::: TEXT TO READ :::

It’s time to play… Spot that holiday violation 2008!

Christmas 2008 is right around the corner and that means it’s time to play…


Here are the rules:

  1. Only American public schools are eligible. [sorry, international readers]
  2. Identify a possible violation of the Establishment Clause of the United States Constitution in your local school system. The Establishment Clause requires that schools not favor a) one religion (e.g., Christianity) over another religion, or b) religion over no religion. Government-sponsored religious displays or activities are pretty much always unconstitutional.
  3. Leave your description of the possible violation in the comments section of this post. If you’re not sure if it’s a violation or not, leave it anyway and we’ll chime in as needed. Possible violations may include teacher- or school-sponsored activities, displays, or other actions.
  4. The most egregious violation [as judged by myself, Justin Bathon (at CASTLE’s brother blog, EdJurist), and Jon Becker (of Educational Insanity)] wins a yet-to-be-determined prize!
  5. Deadline for entries is December 23, 2008.

Good luck!

64 Responses to “It’s time to play… Spot that holiday violation 2008!”

  1. Is Christmas really a religious holiday anymore? It seems to have become more secular as cities and state capitals decorate for the season.

  2. At the risk of being drawn and quartered for crimes committed against the Establishment (hehe), I’ve asked a question that requires a simple YES/NO answer.

    how about it folks?

  3. @ Jon
    I would agree with you when you say:
    So, Marshall, the Est. Clause is not there to “prevent any one group from expressing happiness and cheer in a respectful manner.” It’s there to prevent government actors from making proclamations that endorse a particular religion.

::: DATA SHOWN :::

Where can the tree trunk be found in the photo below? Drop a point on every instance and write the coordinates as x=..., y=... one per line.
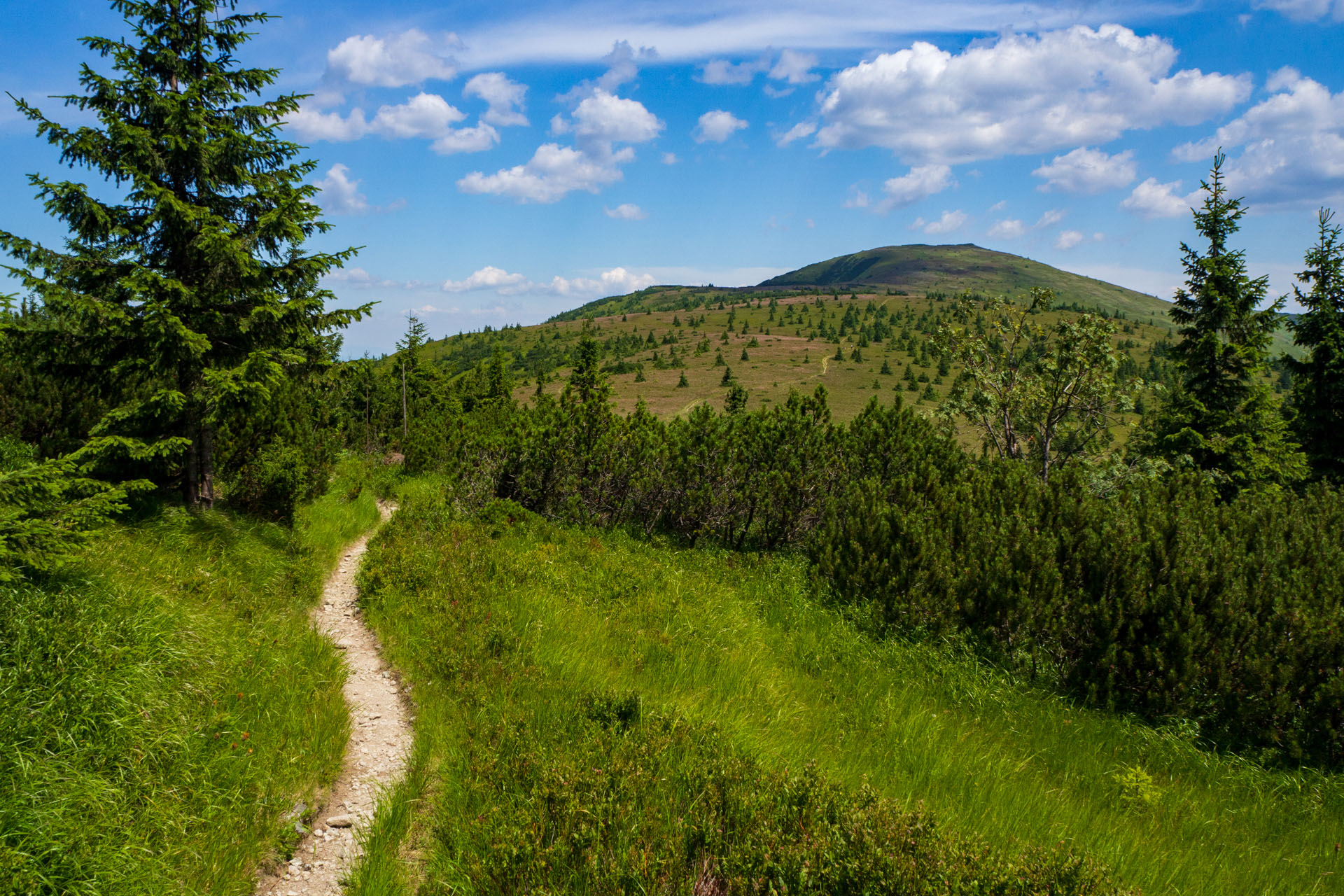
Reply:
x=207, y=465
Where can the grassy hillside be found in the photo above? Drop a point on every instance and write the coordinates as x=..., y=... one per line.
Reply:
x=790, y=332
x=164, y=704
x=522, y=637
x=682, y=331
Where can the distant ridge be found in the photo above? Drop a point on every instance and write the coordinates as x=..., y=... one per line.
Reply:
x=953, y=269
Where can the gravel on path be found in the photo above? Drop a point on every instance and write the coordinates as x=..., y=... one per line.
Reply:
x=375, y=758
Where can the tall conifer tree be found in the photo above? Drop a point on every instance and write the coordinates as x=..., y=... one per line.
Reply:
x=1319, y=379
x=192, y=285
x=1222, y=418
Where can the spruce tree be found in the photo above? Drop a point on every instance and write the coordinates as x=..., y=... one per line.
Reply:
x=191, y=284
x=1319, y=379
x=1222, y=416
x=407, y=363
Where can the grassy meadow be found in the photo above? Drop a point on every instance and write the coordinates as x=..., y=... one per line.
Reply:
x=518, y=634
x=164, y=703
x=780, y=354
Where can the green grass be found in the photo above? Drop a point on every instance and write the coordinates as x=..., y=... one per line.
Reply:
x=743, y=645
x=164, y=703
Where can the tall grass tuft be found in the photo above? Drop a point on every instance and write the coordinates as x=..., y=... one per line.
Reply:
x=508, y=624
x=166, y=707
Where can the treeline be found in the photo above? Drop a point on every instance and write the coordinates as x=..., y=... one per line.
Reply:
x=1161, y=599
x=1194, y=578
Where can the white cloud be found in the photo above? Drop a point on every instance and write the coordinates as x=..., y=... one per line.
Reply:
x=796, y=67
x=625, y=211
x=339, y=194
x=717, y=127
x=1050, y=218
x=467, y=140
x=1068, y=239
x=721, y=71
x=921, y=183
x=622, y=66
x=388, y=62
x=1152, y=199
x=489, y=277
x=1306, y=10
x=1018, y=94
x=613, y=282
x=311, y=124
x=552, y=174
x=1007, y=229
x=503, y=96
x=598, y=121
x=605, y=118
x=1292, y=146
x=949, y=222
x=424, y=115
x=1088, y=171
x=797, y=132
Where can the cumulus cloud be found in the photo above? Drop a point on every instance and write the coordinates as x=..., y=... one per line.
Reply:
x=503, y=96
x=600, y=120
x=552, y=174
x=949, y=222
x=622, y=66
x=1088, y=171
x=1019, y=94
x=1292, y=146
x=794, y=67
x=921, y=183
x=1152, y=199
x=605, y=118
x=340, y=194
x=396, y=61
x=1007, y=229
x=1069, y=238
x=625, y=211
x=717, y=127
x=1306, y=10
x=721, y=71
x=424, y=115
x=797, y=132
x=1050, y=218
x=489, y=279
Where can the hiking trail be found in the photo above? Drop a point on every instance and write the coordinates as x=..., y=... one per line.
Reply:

:::
::: DATA SHOWN :::

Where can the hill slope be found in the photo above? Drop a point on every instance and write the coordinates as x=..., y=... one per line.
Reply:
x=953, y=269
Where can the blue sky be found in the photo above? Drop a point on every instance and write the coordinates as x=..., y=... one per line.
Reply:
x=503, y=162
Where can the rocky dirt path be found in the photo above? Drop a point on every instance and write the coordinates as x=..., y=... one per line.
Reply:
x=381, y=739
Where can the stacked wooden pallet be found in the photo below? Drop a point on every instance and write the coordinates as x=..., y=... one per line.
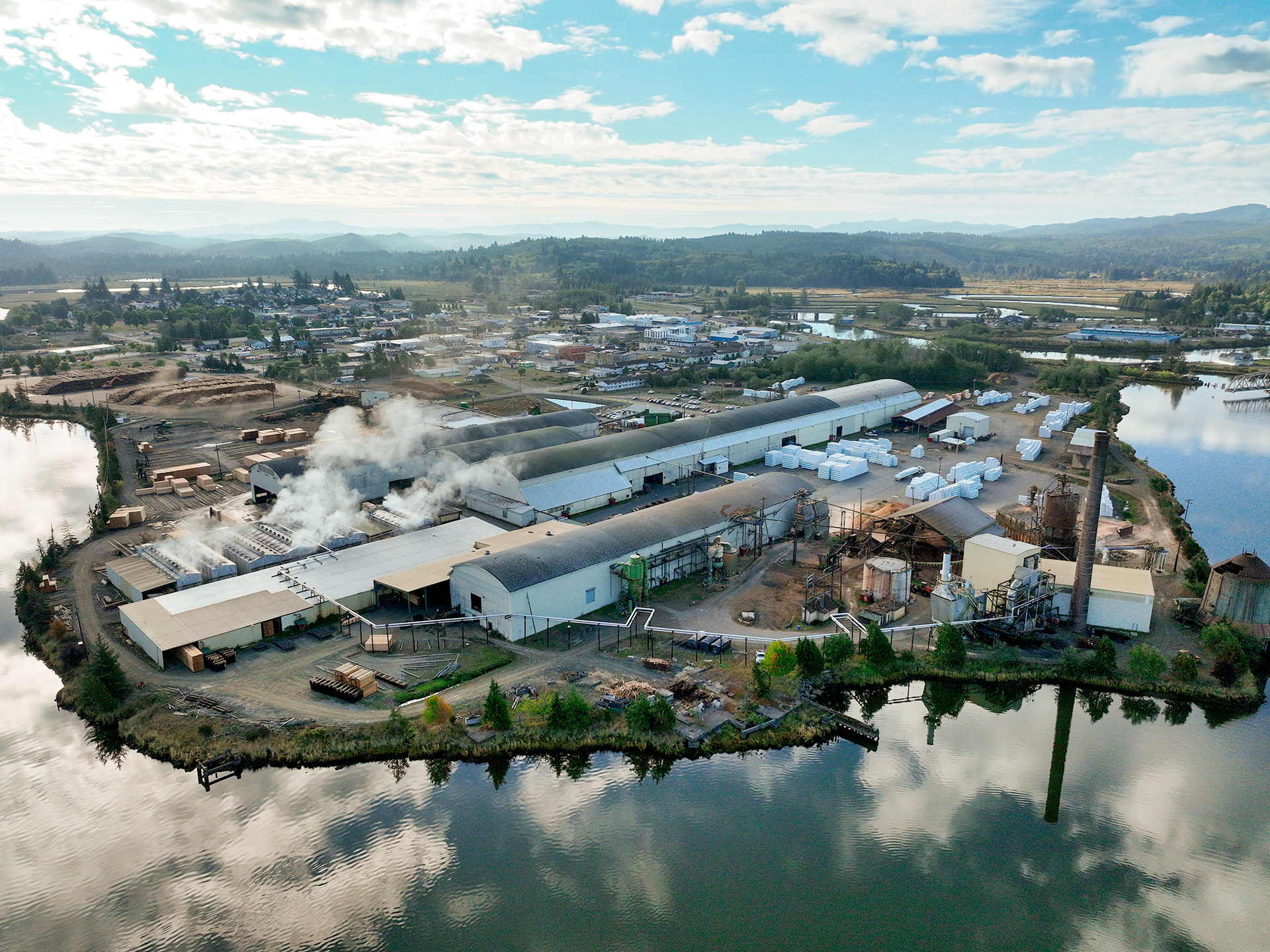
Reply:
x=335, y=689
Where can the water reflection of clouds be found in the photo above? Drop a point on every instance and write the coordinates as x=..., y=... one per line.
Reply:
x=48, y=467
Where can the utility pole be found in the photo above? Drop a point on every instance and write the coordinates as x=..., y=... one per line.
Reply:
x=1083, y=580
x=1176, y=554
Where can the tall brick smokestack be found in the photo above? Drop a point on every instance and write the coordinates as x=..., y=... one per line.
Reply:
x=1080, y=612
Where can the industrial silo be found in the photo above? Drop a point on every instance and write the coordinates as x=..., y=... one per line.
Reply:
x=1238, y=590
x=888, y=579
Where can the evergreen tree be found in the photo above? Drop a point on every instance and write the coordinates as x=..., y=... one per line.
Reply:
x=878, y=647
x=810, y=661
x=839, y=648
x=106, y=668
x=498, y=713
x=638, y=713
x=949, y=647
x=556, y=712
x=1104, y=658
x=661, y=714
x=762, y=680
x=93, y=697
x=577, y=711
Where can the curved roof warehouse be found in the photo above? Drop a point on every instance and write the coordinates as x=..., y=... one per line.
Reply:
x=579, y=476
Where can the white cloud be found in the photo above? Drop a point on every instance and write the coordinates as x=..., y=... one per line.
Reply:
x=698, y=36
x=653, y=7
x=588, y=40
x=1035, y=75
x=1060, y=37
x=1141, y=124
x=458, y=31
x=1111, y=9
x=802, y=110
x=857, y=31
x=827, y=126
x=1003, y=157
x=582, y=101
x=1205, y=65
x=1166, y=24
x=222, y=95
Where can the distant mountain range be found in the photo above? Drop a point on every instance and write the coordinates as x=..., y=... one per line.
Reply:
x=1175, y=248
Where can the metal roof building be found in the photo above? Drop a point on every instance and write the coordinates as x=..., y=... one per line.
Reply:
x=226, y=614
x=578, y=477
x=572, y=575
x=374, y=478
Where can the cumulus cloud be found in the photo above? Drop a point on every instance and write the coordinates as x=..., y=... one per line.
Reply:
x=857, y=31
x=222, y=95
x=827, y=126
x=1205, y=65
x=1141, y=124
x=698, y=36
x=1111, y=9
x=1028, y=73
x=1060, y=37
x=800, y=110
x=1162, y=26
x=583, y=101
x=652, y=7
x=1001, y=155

:::

DIRECTION A - Duplicate the passage of the holiday violation contest post from "3. Leave your" up to and including "for the season.".
DIRECTION B - Pick out each line of the rows that holds the word "path" and copy it.
The text and the rows come from unrelated sources.

EXERCISE ANSWER A -
3. Leave your description of the possible violation in the comments section of this post. If you’re not sure if it’s a violation or not, leave it anyway and we’ll chime in as needed. Possible violations may include teacher- or school-sponsored activities, displays, or other actions.
  4. The most egregious violation [as judged by myself, Justin Bathon (at CASTLE’s brother blog, EdJurist), and Jon Becker (of Educational Insanity)] wins a yet-to-be-determined prize!
  5. Deadline for entries is December 23, 2008.

Good luck!

64 Responses to “It’s time to play… Spot that holiday violation 2008!”

  1. Is Christmas really a religious holiday anymore? It seems to have become more secular as cities and state capitals decorate for the season.

EXERCISE ANSWER B -
Where can the gravel on path be found in the photo above? Drop a point on every instance and write the coordinates as x=..., y=... one per line.
Where can the rocky dirt path be found in the photo above? Drop a point on every instance and write the coordinates as x=..., y=... one per line.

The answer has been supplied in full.